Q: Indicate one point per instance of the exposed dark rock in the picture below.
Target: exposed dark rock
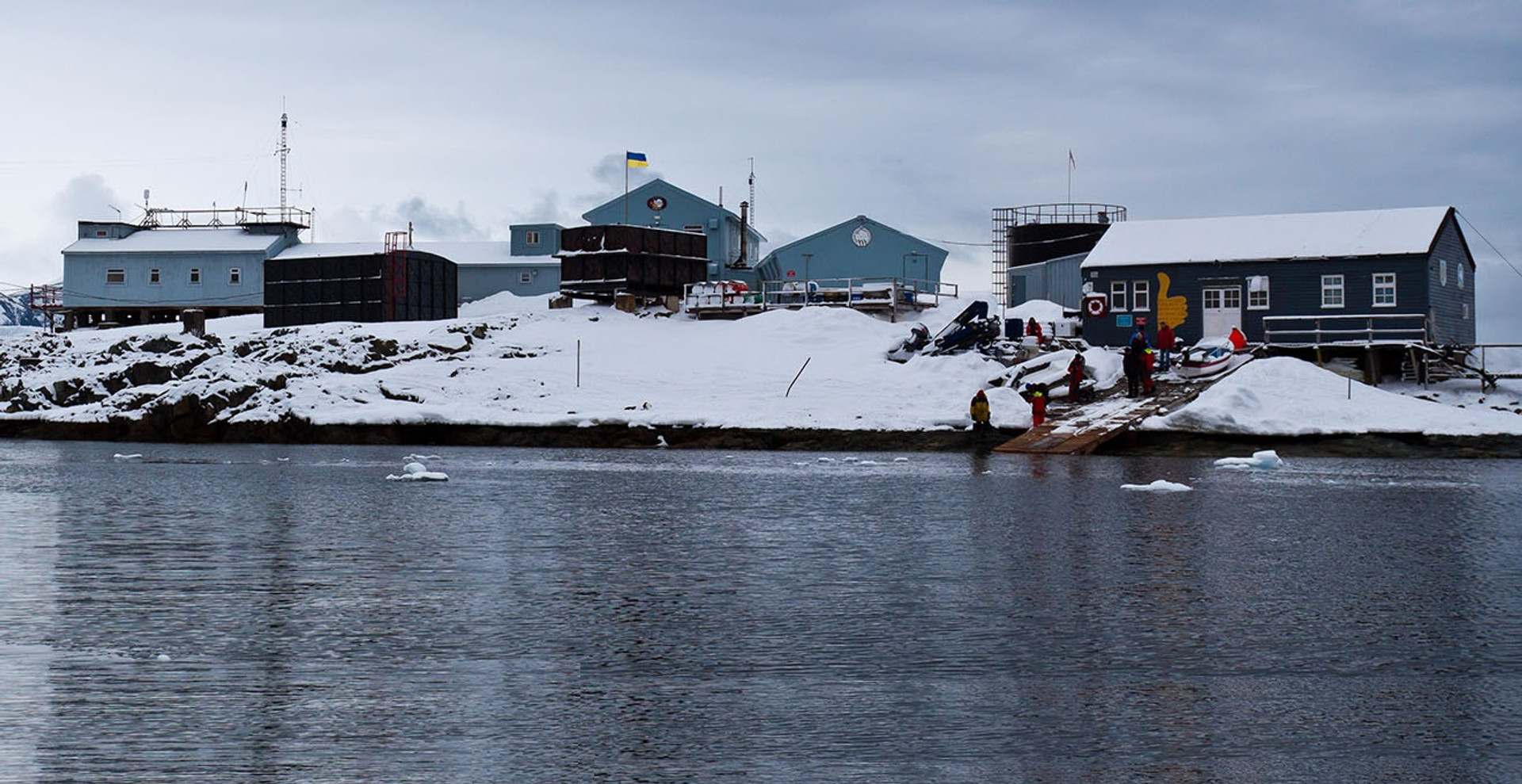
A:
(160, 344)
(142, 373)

* * *

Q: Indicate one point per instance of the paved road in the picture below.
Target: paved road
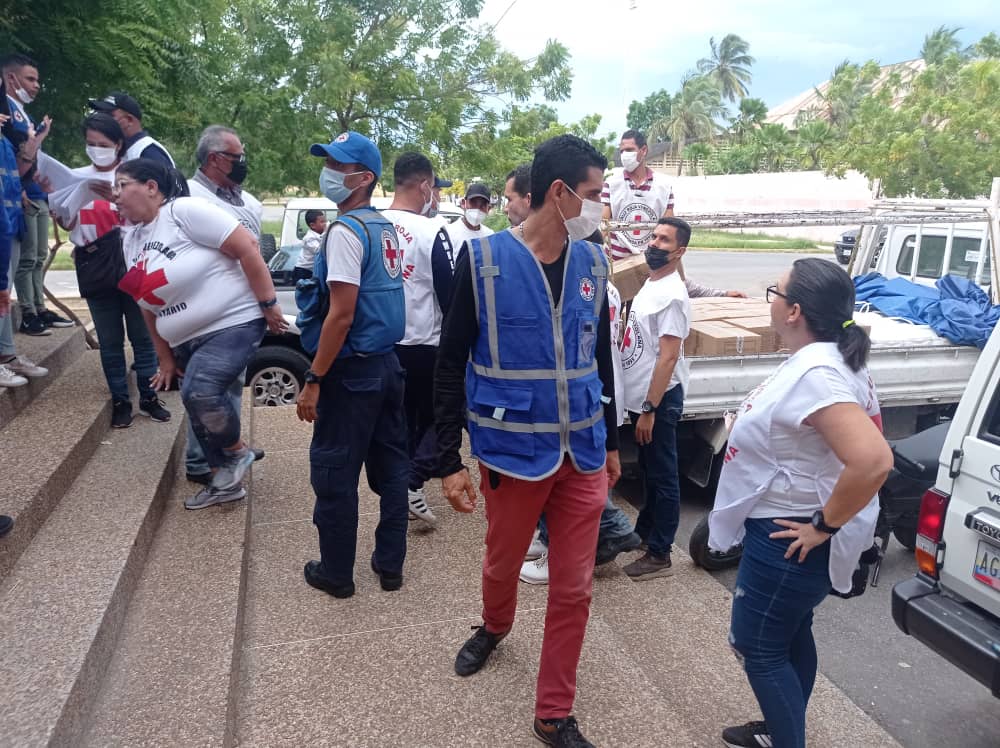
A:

Problem | Please pull out each line above that contains the word "exposed" and copy it in full. Matching is case-sensitive.

Exercise solution |
Q: Indicate one point per instance of the exposed dark rock in the picture below.
Target: exposed dark rock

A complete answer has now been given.